_Extract:_
+ + + +

“At thy right hand there are pleasures for evermore” (Ps. 16: 11)
“And I saw the seven angels which stood before God; and to them were given seven trumpets. And another angel came and stood at the altar, having a golden censer; and there was given unto him much incense, that he should offer it with the prayers of all saints upon the golden altar which was before the throne. And the smoke of the incense, which came with the prayers of the saints, ascended up before God out of the angel’s hand. And the angel took the censer, and filled it with fire of the altar, and cast it into the earth: and there were voices, and thunderings, and lightnings, and an earthquake. And the seven angels which had the seven trumpets prepared themselves to sound” (Rev. 8:2–6).
The seven seals of the scroll have been opened, and we come now to the next round—the seven trumpets. Seven angels stood before God (which would be standing before the throne), and each was given a trumpet (v. 2).
Another angel came, and because His functions at the altar are priestly in nature, most commentators assume that this is a representation of Christ in another of His offices. Another argument for this is that it would be odd for a mere creature to be presenting the prayers of the saints to God. That is reserved for our great High Priest. Still less would it be appropriate for a mere angel to answer those prayers.

+ + + +

_Provided records:_
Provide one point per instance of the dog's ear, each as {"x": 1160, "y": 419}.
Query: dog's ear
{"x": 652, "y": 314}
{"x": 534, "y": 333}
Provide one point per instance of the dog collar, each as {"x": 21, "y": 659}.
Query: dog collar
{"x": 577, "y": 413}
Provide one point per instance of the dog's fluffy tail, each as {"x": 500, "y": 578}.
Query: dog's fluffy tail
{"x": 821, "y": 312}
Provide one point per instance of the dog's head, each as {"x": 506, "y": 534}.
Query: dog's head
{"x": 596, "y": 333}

+ + + +

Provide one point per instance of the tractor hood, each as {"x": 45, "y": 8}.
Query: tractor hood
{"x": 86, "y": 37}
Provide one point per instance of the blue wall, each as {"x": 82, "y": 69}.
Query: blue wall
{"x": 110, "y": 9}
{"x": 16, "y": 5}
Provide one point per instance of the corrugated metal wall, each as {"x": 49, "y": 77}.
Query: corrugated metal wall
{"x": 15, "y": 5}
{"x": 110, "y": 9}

+ + + +

_Required task:_ In the commentary on the seven trumpets, why do most commentators think the angel at the altar represents Christ?

_Response to this task:_ Because the angel's functions at the altar are priestly in nature.